The area around the settlement that would eventually become Waterflow, about 15 miles from Farmington in northern New Mexico – had long been familiar to local Navajo tribes. Many of the early white settlers were Catholic, but at least one of the original families belonged to the Mormon faith, and settlers from both religions continued to occupy the area even up to modern times.
One of the oldest accounts of life in Waterflow – then known as “Kentucky Mesa” – come from the recollection of a man named Joe Werthington, as written by his sister, Mary Frances. The Werthingtons were one of the first families to settle in the village now known as Waterflow.
“All aboard!” The little coal burning train with its tiny caboose lumbering at its very end, slowly pulled out of the train station at Durango, Colorado. As it wobbled from side to side, like a fat goose walking down a steep incline; I watched with interest the kaleidoscope of scenery which flashed before my eyes. Coming from Kentucky, a land of never-ending greenery, the flat brown ground with its assortments of rocks and weeds and low squatty bushes and trees and hills that pointed up to the sky like exclamation marks nearly befuddled my mind; never before had I seen anything like it. Suddenly a river caught my eye as we rambled slowly over the steel ribbons of tracks. A gentleman sitting beside me informed me that this river had the singing name, the Animas.

### Supplied records
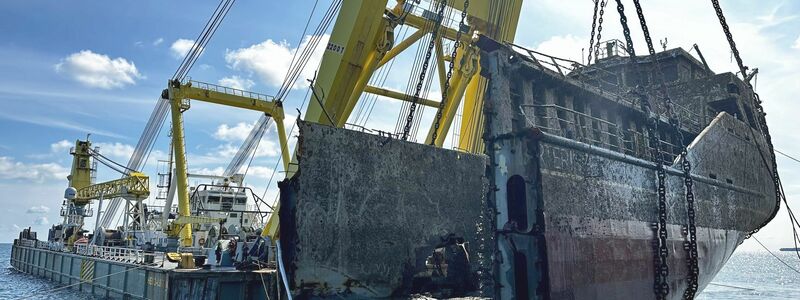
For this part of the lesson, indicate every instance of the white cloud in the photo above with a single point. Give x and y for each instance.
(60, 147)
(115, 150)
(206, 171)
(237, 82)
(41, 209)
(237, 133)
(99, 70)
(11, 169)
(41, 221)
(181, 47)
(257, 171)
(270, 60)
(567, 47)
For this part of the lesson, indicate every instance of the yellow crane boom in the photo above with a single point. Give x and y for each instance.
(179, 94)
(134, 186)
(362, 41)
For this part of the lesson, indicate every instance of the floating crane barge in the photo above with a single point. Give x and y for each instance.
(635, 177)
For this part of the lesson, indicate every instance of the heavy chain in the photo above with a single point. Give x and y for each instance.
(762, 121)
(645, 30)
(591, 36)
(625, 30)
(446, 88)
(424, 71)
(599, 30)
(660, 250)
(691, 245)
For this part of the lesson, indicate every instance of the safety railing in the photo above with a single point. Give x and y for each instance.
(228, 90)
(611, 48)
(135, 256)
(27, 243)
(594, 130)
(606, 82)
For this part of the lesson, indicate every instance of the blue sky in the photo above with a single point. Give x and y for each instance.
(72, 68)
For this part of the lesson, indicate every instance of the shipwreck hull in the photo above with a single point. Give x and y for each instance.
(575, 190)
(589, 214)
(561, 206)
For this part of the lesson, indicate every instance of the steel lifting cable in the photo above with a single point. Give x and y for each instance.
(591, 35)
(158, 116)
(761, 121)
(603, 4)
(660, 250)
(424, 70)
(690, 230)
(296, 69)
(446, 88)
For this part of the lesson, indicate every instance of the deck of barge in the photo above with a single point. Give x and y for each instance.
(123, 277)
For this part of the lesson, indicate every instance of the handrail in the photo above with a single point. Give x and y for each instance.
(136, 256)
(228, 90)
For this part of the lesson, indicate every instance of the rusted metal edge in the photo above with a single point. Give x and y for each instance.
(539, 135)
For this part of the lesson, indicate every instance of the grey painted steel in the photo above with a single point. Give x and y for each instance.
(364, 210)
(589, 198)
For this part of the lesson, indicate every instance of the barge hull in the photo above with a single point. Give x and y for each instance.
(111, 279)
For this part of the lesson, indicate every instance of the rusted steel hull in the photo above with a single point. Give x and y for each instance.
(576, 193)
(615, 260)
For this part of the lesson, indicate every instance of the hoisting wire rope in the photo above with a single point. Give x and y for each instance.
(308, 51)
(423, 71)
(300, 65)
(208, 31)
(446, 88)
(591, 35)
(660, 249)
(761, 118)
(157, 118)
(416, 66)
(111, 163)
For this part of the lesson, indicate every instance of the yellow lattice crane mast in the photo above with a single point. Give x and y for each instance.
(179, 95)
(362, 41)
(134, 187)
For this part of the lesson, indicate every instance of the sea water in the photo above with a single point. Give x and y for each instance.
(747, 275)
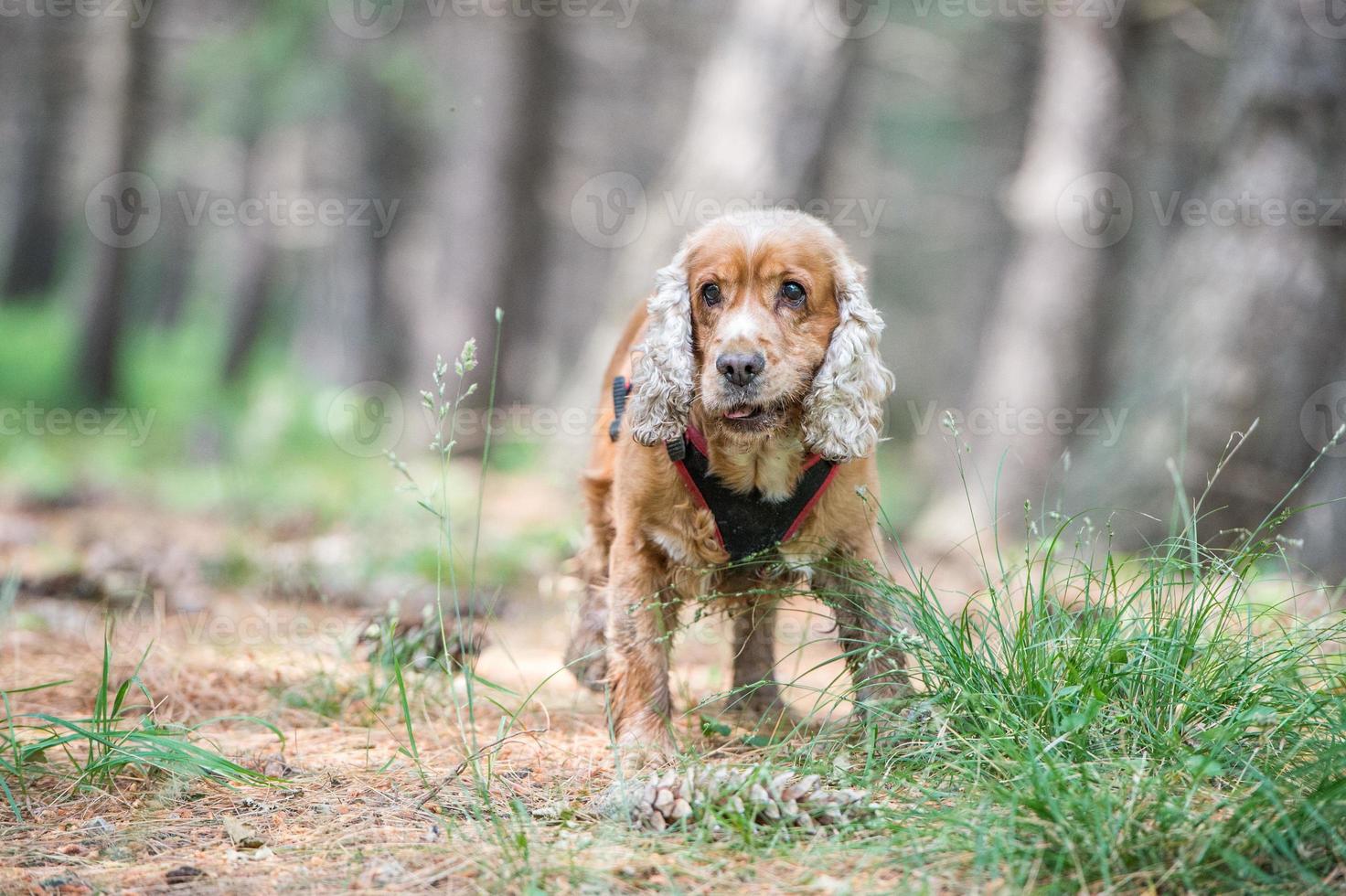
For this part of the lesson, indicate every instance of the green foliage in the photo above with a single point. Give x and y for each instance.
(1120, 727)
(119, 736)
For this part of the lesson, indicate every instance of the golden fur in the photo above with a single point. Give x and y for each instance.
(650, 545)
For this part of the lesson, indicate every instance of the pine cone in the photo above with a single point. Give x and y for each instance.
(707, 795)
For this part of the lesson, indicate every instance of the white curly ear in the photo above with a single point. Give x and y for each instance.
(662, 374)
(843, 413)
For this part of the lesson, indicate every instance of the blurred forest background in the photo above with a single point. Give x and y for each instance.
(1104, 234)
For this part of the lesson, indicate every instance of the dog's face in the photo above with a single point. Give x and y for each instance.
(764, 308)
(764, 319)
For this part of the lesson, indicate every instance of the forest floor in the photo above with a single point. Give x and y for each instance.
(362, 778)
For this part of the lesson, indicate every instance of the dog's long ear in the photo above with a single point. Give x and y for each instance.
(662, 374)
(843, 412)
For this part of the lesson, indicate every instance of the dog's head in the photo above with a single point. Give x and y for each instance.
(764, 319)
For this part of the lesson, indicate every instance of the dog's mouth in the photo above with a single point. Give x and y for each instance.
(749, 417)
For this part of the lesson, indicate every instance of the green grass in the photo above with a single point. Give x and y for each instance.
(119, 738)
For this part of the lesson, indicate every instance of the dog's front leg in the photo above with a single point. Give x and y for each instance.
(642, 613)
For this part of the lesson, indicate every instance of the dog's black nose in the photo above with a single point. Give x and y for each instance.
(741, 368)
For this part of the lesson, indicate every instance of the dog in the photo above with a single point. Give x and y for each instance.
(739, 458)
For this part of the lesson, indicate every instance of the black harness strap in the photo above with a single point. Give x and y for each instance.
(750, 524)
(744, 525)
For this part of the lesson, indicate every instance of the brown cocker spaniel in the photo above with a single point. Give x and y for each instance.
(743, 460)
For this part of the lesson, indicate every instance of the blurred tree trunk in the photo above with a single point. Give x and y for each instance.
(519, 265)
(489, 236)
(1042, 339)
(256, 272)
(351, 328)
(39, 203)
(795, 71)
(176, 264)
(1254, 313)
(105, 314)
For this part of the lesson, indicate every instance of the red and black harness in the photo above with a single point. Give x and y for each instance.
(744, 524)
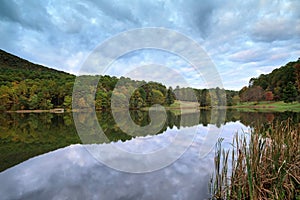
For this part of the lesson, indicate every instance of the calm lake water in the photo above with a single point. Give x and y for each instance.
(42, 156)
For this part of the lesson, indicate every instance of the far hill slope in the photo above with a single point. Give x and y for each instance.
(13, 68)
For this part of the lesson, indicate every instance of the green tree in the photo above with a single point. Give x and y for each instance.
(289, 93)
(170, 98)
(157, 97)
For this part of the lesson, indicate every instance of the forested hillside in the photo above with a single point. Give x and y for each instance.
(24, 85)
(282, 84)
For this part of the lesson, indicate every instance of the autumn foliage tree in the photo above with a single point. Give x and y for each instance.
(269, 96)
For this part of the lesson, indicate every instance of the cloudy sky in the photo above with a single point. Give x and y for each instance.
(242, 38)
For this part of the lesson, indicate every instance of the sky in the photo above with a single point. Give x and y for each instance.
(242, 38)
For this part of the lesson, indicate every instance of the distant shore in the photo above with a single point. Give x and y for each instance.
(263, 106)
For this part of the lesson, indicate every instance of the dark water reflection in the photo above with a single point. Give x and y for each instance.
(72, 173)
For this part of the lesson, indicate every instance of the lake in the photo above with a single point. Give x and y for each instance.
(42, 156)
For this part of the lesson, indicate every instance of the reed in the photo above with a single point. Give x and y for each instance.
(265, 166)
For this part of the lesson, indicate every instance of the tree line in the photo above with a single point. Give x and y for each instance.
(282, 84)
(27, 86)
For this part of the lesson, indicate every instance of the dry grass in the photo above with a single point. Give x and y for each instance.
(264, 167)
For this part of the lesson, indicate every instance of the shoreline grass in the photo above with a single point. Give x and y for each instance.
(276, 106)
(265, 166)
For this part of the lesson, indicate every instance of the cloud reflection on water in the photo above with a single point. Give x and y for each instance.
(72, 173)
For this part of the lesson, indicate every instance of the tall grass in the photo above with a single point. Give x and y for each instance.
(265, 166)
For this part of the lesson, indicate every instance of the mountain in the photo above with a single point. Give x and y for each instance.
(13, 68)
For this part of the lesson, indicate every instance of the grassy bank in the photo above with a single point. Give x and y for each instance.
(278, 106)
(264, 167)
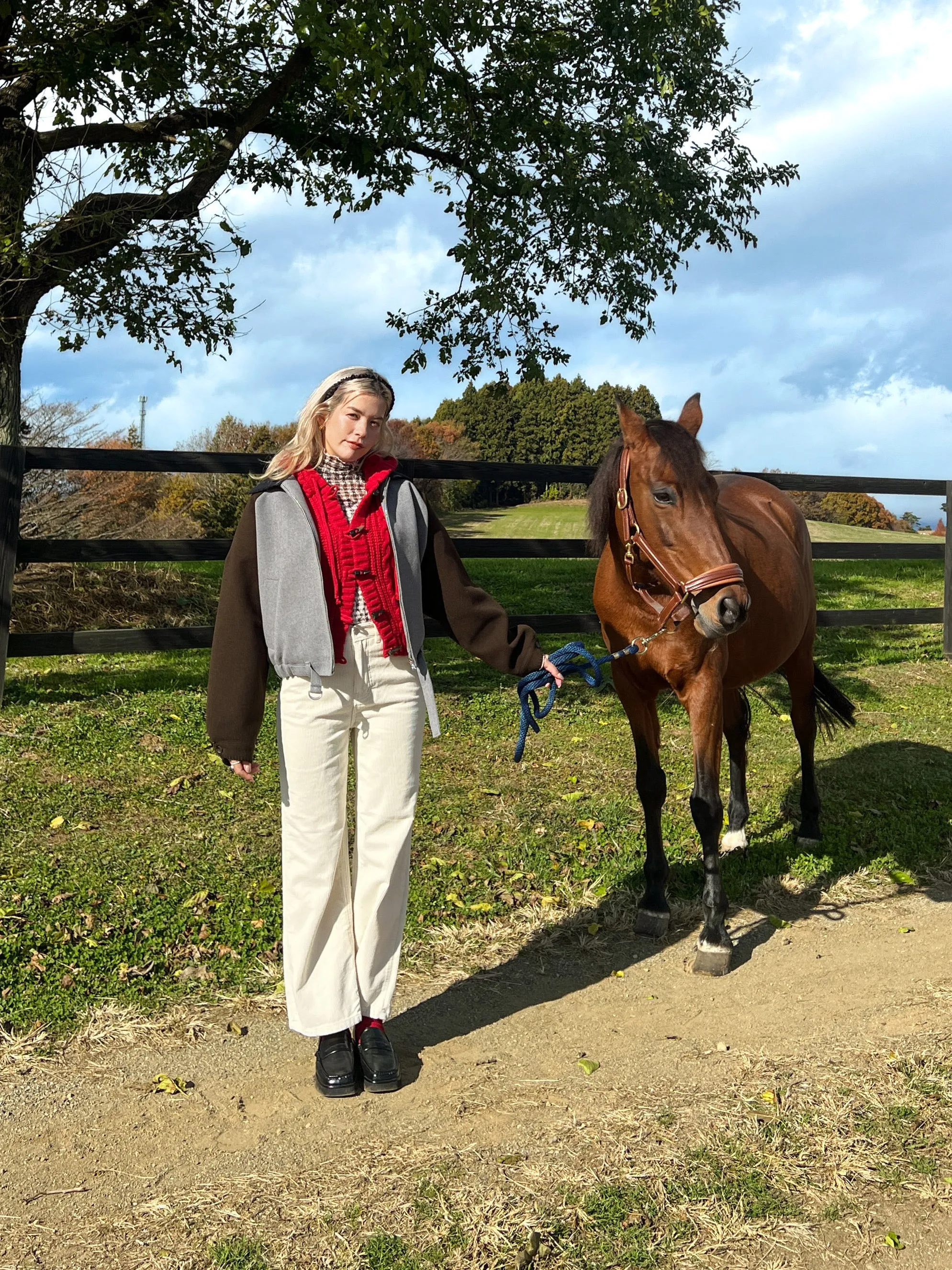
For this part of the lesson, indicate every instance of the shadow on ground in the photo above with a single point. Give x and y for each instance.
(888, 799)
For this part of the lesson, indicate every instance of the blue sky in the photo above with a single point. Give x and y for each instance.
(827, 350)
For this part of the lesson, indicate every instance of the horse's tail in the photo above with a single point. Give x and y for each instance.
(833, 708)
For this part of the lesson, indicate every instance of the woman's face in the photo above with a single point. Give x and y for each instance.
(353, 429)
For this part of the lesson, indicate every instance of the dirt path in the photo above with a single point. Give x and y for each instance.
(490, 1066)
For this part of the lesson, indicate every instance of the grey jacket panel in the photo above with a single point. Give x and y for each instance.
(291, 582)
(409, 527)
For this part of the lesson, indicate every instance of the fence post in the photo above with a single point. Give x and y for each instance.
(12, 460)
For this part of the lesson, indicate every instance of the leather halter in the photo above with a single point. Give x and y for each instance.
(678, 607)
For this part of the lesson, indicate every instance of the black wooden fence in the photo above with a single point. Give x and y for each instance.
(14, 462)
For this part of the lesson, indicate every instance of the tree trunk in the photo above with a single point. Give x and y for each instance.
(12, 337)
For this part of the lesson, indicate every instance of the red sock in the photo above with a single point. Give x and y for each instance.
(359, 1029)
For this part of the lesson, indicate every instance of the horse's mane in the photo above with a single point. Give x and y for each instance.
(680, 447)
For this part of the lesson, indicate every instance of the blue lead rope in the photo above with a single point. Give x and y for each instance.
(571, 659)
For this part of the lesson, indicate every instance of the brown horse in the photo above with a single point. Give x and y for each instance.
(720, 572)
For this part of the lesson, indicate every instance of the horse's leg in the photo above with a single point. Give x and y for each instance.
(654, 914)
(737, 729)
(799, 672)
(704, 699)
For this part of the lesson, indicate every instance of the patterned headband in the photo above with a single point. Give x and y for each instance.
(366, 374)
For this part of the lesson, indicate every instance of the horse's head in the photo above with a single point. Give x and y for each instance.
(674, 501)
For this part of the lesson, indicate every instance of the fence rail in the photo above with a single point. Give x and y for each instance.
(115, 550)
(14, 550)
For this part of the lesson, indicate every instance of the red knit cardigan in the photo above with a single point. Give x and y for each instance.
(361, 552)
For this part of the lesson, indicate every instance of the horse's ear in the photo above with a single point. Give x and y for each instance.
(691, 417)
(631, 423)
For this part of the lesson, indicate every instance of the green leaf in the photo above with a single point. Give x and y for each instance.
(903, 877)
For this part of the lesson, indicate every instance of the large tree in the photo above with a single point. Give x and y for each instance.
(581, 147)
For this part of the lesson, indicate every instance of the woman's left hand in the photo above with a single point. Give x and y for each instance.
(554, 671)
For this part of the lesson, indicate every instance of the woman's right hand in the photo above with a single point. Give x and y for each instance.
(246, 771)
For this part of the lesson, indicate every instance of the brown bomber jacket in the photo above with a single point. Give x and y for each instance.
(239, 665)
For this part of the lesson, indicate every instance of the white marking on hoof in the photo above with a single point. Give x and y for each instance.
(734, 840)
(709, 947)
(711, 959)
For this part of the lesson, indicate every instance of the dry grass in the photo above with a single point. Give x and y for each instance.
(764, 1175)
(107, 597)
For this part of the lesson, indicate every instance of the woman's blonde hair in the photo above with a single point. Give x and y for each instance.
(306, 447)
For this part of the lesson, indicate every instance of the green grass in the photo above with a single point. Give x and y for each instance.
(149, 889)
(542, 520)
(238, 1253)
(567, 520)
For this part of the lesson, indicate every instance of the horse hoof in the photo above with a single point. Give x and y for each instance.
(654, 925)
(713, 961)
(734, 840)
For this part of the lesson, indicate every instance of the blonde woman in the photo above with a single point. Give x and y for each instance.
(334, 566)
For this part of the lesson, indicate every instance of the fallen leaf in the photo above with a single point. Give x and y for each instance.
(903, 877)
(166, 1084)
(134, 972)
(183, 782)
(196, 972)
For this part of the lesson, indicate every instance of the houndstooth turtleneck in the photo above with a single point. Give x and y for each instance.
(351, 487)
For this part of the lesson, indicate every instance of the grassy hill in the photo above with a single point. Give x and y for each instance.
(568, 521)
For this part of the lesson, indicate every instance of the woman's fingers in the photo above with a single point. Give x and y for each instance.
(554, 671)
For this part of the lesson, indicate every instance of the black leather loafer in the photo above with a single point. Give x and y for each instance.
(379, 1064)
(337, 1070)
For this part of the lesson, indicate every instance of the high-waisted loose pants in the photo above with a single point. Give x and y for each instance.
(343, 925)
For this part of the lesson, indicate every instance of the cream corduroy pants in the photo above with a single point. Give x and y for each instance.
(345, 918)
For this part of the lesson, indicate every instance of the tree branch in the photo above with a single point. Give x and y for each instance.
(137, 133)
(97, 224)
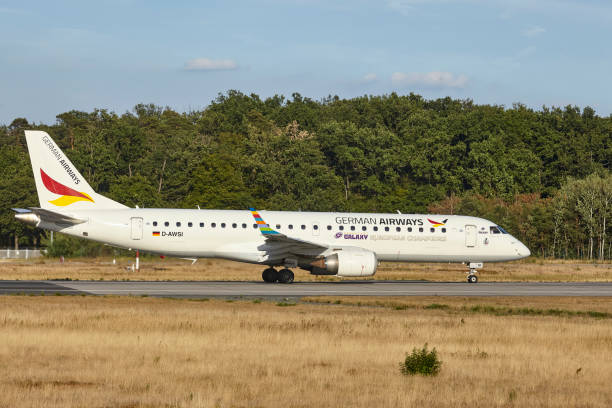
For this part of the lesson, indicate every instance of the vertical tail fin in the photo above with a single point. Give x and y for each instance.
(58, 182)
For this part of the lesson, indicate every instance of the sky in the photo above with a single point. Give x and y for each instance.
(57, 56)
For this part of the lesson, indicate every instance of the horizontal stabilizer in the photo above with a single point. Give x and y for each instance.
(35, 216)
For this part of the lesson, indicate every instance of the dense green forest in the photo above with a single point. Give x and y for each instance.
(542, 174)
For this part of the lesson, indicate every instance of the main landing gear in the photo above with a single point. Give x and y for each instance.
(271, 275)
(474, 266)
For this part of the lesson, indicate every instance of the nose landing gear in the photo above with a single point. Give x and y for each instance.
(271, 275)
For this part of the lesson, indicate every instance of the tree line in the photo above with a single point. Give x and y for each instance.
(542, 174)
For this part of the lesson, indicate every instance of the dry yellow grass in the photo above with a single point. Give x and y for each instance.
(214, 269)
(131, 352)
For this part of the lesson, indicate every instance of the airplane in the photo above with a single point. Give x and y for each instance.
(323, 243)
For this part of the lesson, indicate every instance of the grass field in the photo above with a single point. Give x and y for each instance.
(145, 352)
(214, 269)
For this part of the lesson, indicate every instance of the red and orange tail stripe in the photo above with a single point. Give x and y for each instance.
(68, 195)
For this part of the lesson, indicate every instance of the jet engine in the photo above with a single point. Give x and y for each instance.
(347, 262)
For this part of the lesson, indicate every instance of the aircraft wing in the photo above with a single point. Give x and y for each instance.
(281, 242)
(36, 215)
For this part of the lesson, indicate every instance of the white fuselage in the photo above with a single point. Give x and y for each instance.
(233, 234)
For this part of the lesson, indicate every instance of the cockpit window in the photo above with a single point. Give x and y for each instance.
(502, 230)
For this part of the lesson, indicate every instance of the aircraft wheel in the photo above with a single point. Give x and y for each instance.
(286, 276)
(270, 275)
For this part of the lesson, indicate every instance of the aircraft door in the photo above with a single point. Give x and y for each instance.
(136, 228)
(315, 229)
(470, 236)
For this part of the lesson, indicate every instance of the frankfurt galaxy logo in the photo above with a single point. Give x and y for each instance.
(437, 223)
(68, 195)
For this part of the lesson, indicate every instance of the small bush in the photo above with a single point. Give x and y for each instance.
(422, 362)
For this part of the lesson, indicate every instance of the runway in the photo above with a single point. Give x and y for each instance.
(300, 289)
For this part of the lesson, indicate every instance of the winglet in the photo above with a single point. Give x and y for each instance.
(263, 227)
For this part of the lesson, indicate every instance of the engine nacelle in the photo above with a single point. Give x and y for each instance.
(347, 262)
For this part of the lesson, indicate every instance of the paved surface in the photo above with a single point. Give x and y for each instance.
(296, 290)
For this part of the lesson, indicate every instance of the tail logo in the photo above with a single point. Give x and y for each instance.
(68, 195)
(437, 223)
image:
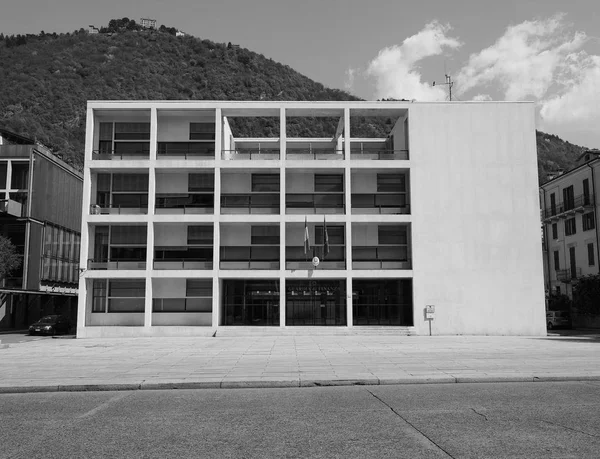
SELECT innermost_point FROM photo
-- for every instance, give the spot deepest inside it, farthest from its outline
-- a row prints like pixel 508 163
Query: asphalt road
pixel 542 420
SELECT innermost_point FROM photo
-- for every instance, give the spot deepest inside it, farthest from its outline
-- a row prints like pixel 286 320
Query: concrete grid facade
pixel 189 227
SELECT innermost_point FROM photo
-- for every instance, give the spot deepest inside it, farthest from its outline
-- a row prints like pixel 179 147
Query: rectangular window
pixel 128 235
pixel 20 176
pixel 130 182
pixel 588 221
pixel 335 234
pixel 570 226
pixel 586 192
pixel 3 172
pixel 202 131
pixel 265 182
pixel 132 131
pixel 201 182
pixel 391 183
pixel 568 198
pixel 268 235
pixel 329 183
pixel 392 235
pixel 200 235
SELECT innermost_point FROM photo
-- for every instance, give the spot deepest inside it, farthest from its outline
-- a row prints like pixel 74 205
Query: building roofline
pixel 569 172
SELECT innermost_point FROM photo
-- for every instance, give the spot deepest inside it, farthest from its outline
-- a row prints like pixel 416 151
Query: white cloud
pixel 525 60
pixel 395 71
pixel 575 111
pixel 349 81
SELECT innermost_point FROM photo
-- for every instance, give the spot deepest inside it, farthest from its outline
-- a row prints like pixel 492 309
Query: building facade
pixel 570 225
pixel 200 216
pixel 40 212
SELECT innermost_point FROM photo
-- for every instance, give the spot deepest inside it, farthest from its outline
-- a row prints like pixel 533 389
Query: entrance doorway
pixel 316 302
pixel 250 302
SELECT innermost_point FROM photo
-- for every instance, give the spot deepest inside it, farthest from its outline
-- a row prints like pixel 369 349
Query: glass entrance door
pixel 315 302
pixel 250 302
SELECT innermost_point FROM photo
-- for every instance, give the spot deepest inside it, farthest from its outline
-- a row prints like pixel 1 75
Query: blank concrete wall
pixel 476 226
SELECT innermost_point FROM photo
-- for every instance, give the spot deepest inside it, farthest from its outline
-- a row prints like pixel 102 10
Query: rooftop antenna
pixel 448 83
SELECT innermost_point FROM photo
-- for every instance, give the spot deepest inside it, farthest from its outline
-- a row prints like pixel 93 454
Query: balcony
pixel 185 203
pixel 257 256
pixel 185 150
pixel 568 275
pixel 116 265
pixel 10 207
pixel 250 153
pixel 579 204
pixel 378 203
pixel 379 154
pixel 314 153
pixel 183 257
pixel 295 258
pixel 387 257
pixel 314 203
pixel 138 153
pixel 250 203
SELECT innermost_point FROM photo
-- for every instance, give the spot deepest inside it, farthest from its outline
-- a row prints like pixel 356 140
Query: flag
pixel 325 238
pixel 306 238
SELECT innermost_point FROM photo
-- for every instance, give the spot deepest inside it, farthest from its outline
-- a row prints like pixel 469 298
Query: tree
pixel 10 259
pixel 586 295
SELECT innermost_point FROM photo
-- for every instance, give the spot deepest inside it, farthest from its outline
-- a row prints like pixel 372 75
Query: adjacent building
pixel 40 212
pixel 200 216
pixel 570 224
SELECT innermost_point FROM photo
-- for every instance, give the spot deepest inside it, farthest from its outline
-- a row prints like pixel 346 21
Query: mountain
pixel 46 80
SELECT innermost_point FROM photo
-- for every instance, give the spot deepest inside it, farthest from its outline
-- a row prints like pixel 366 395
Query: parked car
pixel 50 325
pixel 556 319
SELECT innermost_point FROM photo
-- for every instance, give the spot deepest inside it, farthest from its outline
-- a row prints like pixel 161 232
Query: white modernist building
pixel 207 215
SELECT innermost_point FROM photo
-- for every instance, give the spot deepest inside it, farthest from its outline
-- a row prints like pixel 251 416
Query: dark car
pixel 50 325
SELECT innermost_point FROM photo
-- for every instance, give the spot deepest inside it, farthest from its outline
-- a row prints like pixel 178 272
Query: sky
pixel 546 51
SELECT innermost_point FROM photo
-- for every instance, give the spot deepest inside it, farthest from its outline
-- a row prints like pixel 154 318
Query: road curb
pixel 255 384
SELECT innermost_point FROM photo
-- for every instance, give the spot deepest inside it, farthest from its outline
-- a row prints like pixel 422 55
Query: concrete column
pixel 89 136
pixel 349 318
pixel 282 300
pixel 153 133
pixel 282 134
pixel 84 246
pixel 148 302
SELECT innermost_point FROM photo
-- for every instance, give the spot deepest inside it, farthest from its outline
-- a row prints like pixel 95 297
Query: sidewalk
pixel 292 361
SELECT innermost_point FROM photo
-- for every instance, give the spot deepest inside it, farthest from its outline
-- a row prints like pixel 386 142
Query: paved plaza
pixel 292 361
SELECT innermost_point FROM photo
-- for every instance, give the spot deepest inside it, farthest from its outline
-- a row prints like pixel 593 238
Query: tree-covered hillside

### Set exercise A
Transcribe the passage from the text on early Waterflow, starting at "One of the oldest" and ending at "known as Waterflow.".
### Set exercise B
List every U.S. state named in the text on early Waterflow.

### Response A
One of the oldest accounts of life in Waterflow – then known as “Kentucky Mesa” – come from the recollection of a man named Joe Werthington, as written by his sister, Mary Frances. The Werthingtons were one of the first families to settle in the village now known as Waterflow.

### Response B
New Mexico
Colorado
Kentucky